Please find each line in the records below that contains the string "blue" and copy it out. Case counts, so match capitalization precisely.

> [Dataset rows showing where objects appear]
----------
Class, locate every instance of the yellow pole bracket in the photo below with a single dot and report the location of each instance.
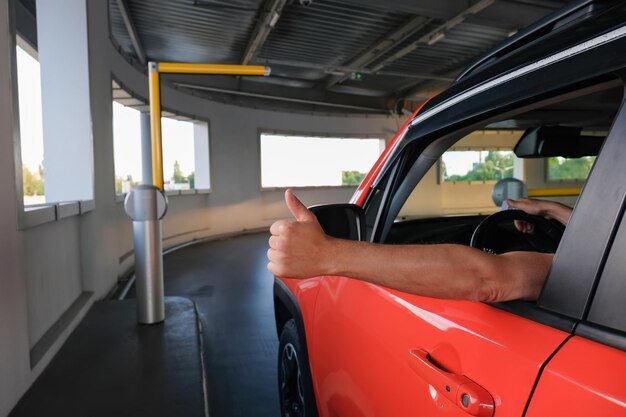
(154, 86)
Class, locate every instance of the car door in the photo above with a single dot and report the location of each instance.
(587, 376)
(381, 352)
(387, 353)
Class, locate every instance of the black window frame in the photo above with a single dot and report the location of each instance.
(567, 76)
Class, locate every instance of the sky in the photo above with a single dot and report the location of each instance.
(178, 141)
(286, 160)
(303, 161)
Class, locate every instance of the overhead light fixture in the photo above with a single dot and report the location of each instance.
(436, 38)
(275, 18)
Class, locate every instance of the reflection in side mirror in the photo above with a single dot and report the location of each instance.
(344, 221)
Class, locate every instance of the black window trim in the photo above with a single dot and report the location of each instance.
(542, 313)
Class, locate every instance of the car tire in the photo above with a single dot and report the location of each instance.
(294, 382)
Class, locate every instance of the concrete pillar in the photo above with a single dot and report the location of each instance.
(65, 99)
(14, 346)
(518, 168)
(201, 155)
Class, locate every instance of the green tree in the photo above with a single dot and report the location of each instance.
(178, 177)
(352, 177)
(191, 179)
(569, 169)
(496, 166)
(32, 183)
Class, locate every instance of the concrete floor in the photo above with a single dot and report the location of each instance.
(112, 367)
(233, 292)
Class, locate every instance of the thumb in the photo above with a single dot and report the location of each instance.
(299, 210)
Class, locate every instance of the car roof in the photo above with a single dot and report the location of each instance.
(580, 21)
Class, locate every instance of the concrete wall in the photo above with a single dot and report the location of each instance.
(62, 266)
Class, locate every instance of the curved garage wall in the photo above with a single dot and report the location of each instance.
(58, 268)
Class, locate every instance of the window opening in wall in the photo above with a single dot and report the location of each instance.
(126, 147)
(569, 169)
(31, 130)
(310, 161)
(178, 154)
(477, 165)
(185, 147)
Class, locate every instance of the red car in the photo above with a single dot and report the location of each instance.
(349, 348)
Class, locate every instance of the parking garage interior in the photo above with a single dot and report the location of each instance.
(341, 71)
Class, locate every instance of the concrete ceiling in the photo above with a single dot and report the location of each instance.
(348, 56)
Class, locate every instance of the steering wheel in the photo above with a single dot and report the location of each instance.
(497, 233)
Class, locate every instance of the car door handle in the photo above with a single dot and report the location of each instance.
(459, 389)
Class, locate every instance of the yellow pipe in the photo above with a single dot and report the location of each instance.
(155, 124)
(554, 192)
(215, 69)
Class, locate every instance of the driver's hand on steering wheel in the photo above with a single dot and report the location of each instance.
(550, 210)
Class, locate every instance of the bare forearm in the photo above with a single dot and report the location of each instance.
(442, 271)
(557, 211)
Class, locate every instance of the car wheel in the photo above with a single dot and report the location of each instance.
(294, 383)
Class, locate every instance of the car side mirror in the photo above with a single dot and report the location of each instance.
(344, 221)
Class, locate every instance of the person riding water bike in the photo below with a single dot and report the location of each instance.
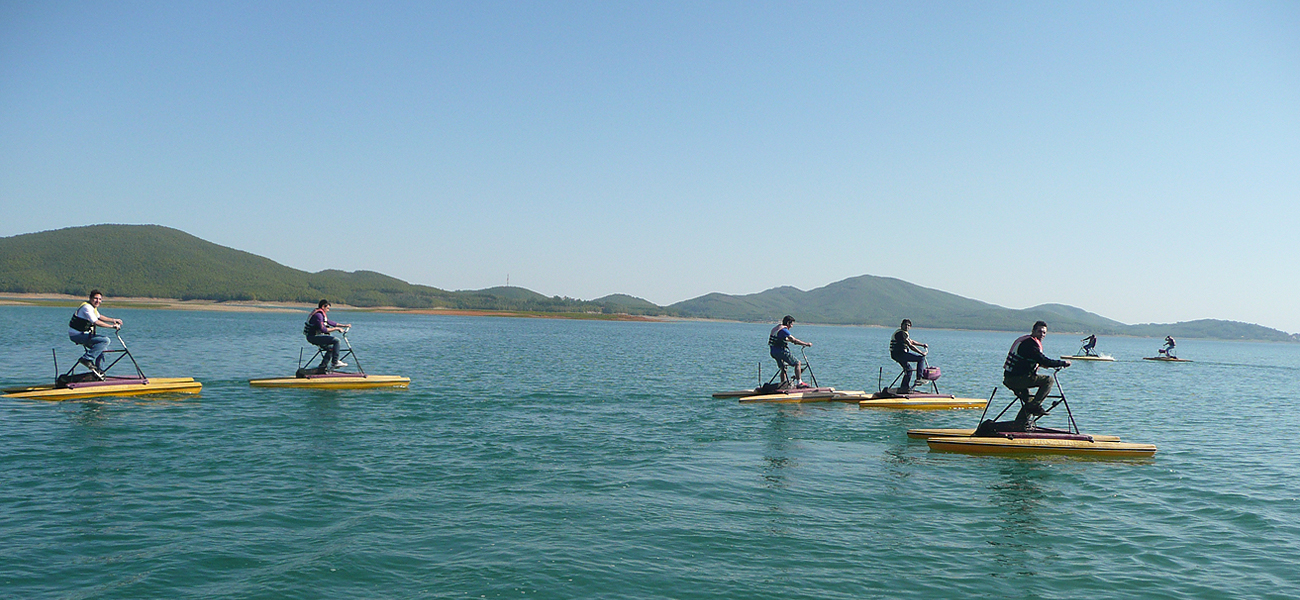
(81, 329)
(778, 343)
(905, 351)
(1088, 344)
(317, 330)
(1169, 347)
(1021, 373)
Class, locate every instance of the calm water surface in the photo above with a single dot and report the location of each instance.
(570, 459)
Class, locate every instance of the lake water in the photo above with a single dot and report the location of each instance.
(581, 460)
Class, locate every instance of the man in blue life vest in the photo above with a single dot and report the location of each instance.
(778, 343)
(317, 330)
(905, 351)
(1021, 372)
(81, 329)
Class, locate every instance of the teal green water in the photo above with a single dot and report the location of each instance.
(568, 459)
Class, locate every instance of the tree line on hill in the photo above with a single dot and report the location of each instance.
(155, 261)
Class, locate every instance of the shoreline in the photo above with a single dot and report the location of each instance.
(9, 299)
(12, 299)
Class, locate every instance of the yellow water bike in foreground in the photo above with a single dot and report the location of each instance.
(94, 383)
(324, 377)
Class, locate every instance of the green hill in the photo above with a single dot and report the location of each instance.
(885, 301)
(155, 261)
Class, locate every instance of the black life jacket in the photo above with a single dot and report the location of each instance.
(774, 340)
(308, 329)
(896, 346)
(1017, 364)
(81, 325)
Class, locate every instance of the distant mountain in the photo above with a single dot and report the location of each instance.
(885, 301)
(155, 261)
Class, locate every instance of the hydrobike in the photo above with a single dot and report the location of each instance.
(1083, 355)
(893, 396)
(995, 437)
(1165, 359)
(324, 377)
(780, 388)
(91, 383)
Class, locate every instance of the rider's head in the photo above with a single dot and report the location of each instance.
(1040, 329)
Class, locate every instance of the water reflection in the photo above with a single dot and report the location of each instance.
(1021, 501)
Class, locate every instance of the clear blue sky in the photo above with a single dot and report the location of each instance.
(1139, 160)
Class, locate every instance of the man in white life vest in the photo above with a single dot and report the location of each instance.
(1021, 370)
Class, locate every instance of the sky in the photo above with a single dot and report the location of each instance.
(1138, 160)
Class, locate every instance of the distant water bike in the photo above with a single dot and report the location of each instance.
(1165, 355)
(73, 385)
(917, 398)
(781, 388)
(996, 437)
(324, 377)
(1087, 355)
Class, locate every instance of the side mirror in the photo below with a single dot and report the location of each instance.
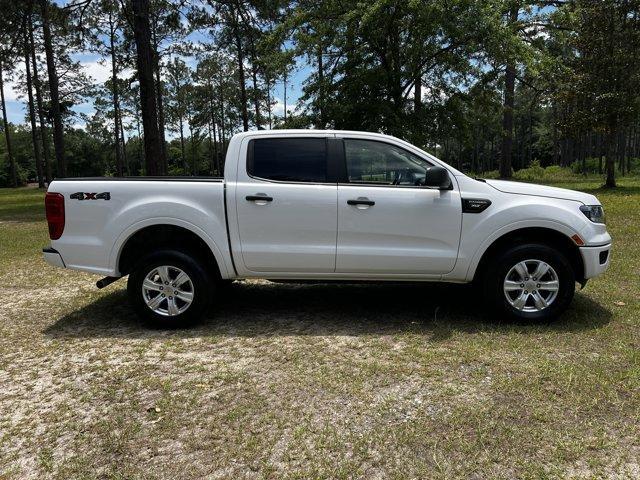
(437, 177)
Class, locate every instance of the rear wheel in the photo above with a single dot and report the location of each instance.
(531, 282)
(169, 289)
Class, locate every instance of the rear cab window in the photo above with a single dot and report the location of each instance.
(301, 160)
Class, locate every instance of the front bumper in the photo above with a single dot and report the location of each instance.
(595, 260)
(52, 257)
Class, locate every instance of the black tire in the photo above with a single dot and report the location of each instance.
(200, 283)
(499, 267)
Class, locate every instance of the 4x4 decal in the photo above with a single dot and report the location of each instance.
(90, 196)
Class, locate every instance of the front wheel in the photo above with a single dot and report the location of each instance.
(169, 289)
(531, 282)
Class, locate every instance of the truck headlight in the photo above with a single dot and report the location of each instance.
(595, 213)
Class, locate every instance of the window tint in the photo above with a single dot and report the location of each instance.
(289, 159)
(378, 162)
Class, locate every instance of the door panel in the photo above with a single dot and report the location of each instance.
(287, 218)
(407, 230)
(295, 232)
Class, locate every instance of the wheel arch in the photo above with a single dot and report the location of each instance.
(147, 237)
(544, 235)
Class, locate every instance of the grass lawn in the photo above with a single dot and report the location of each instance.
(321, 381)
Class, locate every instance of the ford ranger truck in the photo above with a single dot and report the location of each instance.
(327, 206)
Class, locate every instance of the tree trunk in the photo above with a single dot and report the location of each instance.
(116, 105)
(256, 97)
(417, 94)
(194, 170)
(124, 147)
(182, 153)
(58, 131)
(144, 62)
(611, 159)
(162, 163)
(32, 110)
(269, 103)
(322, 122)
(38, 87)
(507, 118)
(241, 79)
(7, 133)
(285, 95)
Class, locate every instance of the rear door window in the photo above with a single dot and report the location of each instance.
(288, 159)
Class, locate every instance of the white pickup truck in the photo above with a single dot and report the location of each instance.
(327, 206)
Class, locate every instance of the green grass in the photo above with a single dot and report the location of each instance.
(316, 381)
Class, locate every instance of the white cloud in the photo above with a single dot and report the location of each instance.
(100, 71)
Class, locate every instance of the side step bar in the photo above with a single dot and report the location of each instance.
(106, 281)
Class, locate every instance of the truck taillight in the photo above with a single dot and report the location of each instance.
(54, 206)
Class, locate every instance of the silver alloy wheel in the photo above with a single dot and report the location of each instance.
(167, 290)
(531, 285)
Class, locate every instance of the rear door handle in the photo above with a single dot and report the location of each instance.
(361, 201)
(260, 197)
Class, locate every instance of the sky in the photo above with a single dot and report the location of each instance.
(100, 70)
----------
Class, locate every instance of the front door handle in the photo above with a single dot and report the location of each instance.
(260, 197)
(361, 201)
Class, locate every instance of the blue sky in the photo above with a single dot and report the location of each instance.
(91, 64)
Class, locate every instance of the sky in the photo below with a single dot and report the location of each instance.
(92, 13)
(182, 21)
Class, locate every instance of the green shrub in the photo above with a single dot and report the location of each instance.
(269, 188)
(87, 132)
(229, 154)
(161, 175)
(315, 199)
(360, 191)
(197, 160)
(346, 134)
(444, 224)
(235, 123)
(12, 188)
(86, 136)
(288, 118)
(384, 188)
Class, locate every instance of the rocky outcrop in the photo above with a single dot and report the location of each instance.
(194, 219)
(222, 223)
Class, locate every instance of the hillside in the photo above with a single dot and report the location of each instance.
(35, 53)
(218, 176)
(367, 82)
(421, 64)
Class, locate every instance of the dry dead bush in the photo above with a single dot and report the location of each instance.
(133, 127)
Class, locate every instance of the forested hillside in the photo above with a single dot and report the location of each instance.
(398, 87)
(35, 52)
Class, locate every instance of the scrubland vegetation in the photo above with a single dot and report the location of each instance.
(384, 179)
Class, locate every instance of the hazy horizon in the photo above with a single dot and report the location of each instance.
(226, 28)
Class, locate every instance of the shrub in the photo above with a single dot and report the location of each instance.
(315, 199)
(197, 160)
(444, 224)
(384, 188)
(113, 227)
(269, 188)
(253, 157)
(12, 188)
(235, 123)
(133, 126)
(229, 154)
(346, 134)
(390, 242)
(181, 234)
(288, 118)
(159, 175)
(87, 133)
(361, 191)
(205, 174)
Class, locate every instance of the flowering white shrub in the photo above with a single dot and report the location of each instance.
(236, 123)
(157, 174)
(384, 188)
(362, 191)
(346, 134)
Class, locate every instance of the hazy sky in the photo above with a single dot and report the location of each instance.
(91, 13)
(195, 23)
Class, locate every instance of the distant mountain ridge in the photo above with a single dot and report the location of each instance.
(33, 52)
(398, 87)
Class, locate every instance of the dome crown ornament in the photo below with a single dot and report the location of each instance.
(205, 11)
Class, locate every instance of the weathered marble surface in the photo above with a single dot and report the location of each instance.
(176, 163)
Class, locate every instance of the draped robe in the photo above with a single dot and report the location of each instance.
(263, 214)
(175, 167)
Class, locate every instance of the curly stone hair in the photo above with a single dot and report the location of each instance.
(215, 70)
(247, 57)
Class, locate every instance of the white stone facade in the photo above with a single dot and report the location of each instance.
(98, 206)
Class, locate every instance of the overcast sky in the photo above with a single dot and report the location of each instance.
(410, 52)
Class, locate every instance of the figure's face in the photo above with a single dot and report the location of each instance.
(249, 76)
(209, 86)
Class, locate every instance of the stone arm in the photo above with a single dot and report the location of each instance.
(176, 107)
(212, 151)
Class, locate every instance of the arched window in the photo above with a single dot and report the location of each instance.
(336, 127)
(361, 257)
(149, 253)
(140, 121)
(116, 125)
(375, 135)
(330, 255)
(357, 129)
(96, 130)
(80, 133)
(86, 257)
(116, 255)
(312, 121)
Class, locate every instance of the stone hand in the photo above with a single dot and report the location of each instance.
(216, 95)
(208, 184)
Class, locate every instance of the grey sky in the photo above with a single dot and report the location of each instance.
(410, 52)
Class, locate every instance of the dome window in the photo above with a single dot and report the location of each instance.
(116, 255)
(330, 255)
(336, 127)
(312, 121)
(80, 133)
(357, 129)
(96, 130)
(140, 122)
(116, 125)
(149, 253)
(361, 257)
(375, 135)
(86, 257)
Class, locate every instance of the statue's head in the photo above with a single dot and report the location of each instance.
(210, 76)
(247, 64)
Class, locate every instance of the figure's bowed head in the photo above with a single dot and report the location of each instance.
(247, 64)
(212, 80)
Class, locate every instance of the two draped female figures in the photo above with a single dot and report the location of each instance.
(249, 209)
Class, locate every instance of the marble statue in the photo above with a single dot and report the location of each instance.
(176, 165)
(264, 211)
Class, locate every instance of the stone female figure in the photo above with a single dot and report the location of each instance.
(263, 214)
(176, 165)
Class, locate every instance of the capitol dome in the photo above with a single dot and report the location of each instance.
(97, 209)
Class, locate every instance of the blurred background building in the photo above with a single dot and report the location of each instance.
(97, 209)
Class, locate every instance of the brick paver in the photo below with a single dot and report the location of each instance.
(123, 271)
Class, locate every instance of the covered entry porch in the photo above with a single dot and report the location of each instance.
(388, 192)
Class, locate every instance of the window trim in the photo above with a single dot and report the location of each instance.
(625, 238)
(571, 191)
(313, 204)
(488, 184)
----------
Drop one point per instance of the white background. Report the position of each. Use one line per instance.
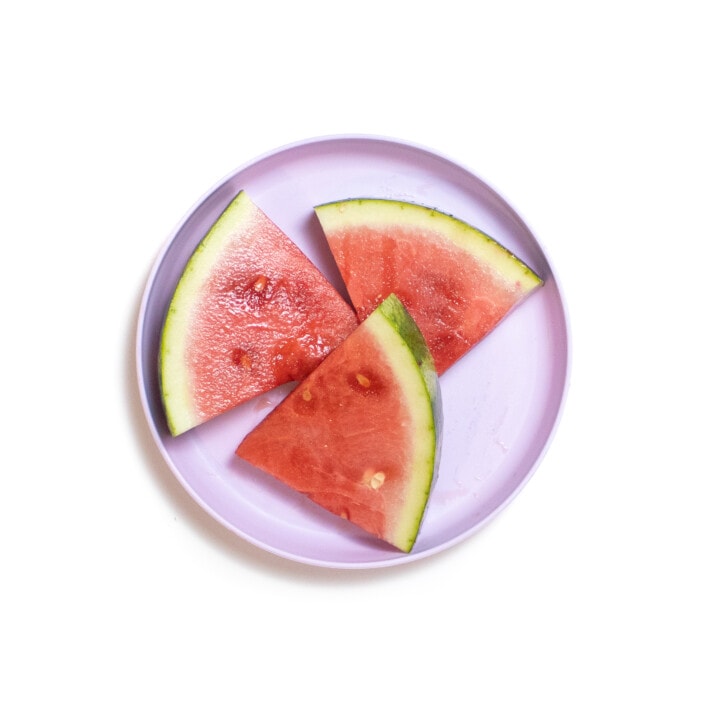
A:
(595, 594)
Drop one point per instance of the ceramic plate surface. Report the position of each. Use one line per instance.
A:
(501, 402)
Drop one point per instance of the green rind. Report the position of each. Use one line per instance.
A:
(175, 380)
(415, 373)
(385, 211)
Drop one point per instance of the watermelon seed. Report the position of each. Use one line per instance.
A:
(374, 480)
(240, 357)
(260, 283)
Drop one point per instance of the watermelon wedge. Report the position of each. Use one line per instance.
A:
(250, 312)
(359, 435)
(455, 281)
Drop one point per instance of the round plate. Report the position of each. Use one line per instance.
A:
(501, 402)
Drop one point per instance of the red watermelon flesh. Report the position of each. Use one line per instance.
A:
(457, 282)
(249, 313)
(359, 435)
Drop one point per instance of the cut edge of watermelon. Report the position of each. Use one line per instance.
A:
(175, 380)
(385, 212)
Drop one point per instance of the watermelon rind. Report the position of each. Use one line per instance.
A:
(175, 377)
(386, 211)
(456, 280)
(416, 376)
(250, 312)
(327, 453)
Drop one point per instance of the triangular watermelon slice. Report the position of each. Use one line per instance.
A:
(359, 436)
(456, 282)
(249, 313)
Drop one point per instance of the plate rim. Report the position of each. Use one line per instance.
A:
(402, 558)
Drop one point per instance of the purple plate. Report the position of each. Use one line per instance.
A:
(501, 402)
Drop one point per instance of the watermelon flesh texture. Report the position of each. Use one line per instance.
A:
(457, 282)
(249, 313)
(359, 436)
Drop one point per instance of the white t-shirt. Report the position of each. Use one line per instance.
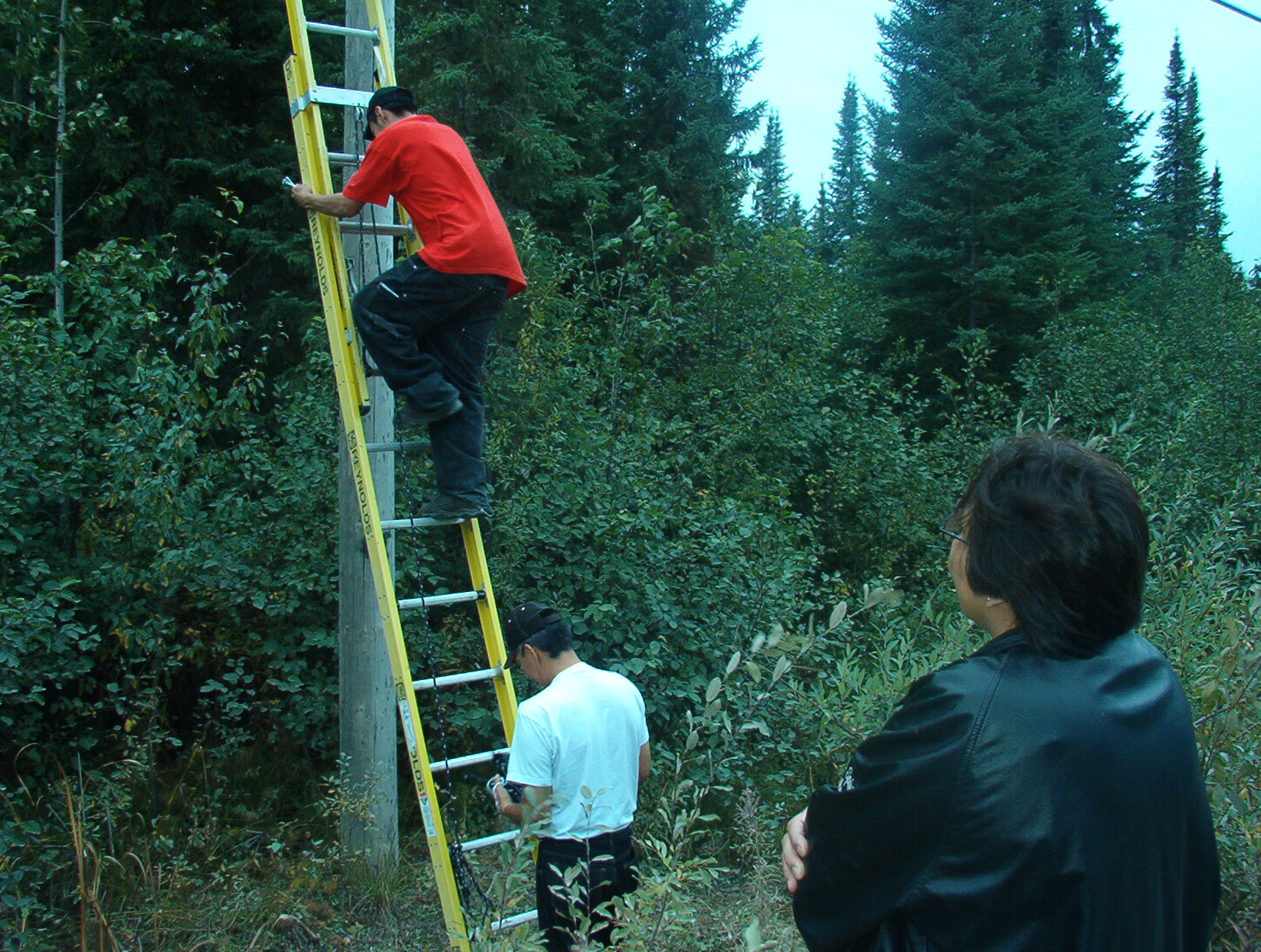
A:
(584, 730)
----------
> [Answer in full]
Class, locate every instance of the man in blue life vest in the photo above with a single dot and report the location of each instance.
Class, locate every instance of the clear blue sky in the photo above with a single dot and report the location of each instance.
Class, locate every instance of the blue sky in the photo above with a single dot and report the location of each instance.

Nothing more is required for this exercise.